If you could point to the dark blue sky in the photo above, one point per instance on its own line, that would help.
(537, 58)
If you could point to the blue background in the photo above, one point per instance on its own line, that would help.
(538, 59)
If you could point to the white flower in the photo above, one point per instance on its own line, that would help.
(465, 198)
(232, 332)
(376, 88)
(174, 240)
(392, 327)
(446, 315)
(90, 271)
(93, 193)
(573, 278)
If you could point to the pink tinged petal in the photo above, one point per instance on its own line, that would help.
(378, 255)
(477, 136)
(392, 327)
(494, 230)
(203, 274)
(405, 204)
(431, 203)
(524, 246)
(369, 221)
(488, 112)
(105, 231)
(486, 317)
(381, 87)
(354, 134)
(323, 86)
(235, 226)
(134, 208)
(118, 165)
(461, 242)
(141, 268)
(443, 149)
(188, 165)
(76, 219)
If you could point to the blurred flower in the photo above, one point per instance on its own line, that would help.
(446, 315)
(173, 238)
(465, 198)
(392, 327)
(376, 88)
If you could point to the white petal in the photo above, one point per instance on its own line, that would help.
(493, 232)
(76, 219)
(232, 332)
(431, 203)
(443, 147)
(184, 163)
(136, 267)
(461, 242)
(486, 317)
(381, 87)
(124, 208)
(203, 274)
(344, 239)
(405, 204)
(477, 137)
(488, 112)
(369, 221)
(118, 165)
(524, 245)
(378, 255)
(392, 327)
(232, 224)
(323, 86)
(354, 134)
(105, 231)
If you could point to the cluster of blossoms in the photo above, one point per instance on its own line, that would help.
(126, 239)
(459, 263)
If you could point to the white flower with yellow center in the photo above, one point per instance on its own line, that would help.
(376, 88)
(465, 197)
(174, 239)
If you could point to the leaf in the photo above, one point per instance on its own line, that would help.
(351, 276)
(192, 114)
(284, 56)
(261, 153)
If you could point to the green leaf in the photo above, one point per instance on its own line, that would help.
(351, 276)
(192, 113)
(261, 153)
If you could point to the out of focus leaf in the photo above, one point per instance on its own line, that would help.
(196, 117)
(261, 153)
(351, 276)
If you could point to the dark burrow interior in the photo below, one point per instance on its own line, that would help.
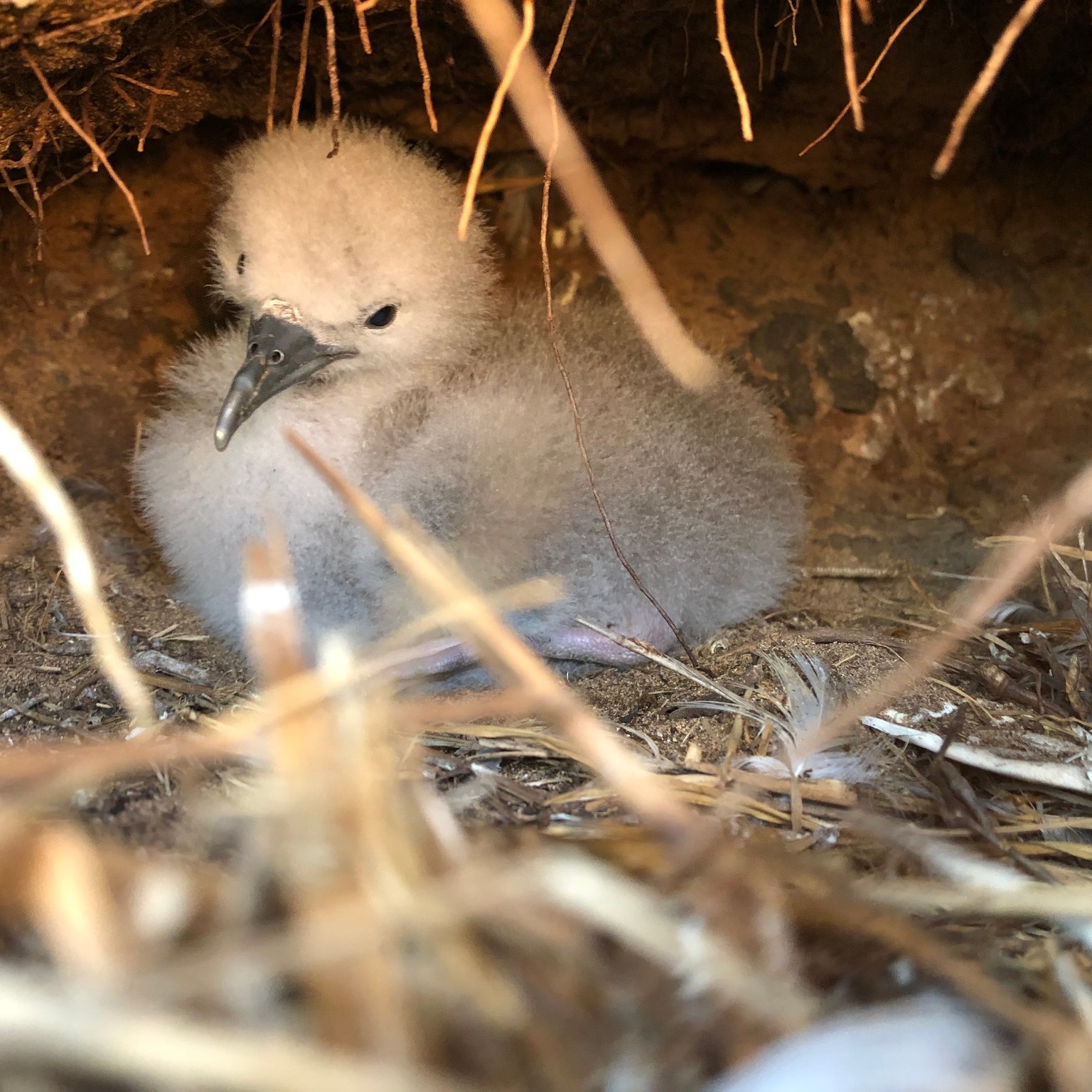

Exercise requirements
Everything above except the pictures must be restated exactly.

Answer for this exercise
If you could point to the dark blue sky in the photo above, one point per instance on its own line, that would help.
(537, 58)
If you could point to the blue background in the photo above, one point per instance on its own line, that would help.
(538, 59)
If you could point to the white flower in the photo above, one point per instance on its own line, that would help.
(465, 198)
(232, 332)
(376, 88)
(174, 240)
(392, 327)
(446, 315)
(90, 271)
(93, 193)
(573, 278)
If you could point to the pink tinged petal in the photo above, one point per instance on its own line, that would help.
(378, 255)
(477, 136)
(392, 327)
(494, 230)
(203, 274)
(405, 204)
(431, 203)
(524, 246)
(369, 221)
(488, 112)
(105, 231)
(486, 317)
(381, 87)
(354, 134)
(323, 86)
(235, 226)
(134, 208)
(118, 165)
(461, 242)
(141, 268)
(443, 149)
(188, 165)
(76, 219)
If you could point to the blurred flower in the photo above, one point per instance on its own line, that would help.
(446, 315)
(173, 238)
(465, 198)
(392, 327)
(376, 88)
If you could point to the white petal in the photo above, one point per instance on its own line, that would help.
(493, 232)
(76, 219)
(232, 332)
(431, 203)
(443, 147)
(184, 163)
(136, 267)
(461, 242)
(486, 317)
(381, 87)
(124, 208)
(203, 274)
(344, 239)
(405, 204)
(477, 137)
(488, 112)
(369, 221)
(118, 165)
(524, 245)
(378, 255)
(392, 327)
(232, 224)
(323, 86)
(354, 134)
(105, 231)
If you could point to the cluster of blossoms in the photo above, one point per instance on its own line, that would help.
(126, 239)
(459, 263)
If you could point to the white flower with yellow center in the photo above, one point per instance on its own line, that would help.
(376, 88)
(465, 197)
(174, 239)
If you could point to the leaf in the photo above, one point per instance on its own line, that would help.
(351, 276)
(192, 114)
(284, 56)
(261, 153)
If you could point to the green leaf in the photo above, one point per instance on its own line, that would help.
(351, 276)
(192, 113)
(261, 153)
If you could point to the out of focus leaf in the photo above, one point per instance on its own line, that would help.
(196, 117)
(261, 153)
(351, 276)
If you could point to the dark burrow interior in the photo below, one point per instance on its own line, that would help.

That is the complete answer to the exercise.